### To be done
Return each line of the items below that contains the string "rider". Case counts.

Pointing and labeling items
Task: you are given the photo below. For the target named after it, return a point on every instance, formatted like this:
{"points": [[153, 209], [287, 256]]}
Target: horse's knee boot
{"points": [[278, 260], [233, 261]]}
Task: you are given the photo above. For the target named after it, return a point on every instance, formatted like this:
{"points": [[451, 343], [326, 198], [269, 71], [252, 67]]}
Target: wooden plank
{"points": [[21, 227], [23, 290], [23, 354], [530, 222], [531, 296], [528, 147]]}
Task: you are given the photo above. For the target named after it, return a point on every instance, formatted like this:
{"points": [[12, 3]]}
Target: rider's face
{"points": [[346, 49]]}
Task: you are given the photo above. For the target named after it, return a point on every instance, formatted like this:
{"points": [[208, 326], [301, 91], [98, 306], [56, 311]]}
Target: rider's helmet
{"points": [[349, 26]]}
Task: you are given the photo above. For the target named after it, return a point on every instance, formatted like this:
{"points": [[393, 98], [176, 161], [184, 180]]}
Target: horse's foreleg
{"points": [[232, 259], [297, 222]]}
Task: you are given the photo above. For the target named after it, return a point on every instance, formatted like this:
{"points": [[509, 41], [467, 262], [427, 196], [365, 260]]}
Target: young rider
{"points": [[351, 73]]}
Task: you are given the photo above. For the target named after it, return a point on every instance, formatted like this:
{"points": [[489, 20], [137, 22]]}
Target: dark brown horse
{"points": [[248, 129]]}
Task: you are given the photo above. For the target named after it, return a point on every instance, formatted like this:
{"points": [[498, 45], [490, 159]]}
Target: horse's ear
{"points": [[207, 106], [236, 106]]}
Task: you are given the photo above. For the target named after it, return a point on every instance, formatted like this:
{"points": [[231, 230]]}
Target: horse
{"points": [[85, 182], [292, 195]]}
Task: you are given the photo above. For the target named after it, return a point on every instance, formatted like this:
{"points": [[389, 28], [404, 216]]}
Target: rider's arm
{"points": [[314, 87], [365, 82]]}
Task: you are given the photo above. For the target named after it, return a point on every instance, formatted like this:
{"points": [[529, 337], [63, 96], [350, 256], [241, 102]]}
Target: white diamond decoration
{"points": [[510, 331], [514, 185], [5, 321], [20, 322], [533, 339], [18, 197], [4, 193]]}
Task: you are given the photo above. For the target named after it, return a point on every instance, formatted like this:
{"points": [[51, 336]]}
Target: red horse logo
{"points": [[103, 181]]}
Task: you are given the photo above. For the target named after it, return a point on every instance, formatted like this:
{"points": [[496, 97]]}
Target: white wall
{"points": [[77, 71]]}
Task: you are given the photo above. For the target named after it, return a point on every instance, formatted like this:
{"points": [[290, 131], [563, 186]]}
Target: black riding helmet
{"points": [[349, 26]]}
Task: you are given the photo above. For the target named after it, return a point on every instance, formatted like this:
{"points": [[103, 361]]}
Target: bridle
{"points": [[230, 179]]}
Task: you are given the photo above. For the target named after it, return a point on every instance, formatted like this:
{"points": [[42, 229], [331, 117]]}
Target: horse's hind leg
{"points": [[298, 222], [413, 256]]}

### Solution to this problem
Target: rider's face
Target: rider's helmet
Target: young rider
Target: rider's arm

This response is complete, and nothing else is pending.